→ The task: Copy the following lines verbatim, with the same order, spacing and characters.

## Start Material for this task

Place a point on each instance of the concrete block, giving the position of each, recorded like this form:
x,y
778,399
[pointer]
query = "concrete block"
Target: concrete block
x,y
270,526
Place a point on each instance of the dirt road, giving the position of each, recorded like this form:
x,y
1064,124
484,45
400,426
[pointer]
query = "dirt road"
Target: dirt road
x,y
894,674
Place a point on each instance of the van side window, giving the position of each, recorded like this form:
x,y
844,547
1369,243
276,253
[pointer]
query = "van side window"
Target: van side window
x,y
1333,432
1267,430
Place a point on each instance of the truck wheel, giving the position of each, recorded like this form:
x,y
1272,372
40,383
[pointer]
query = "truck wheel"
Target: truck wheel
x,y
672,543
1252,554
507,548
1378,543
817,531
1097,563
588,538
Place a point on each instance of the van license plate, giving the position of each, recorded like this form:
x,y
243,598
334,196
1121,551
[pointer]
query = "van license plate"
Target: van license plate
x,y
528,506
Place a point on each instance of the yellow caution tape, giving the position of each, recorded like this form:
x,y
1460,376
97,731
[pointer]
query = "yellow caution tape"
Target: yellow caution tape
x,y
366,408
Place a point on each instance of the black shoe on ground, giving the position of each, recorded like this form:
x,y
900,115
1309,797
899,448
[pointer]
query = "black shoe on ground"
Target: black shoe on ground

## End Material for this task

→ Response below:
Place a point on each instance of the concrete block, giving the position of each, recorded like this form:
x,y
778,399
[pointer]
query = "concrete block"
Target: concrete block
x,y
270,526
Place a point on each instance of the dirt road, giving the position of each, recorded like this form:
x,y
1064,124
484,45
400,426
[pointer]
query = "dirt road"
Target: dirt road
x,y
894,674
Place a point on each instance of the van side window, giving the position of each, recorded like this form:
x,y
844,547
1369,243
276,253
[pointer]
query = "van side window"
Target: van side window
x,y
1333,432
1267,430
Place a point on each instance of the truck wheel, giving the position of each, recorded like this form:
x,y
1272,372
40,383
[pointer]
query = "truck wheel"
Target: truck wheel
x,y
672,543
1252,554
507,548
1378,543
817,531
1097,563
588,538
Place a point on each instance of the van license plate, giving the position of each, recorded like this form:
x,y
243,598
334,196
1121,551
[pointer]
query = "van license plate"
Target: van license plate
x,y
528,506
Place a point on each instance of the yellow caution tape, giving the position of each, recorded like this form:
x,y
1460,376
97,731
[pointer]
query = "yellow caution tape"
Target: yellow caution tape
x,y
366,408
Place a point on each instance of the black shoe on ground, giving the position of each, recorded like this form:
x,y
900,115
1309,797
899,448
[pointer]
query = "black shoe on ground"
Target: black shoe on ground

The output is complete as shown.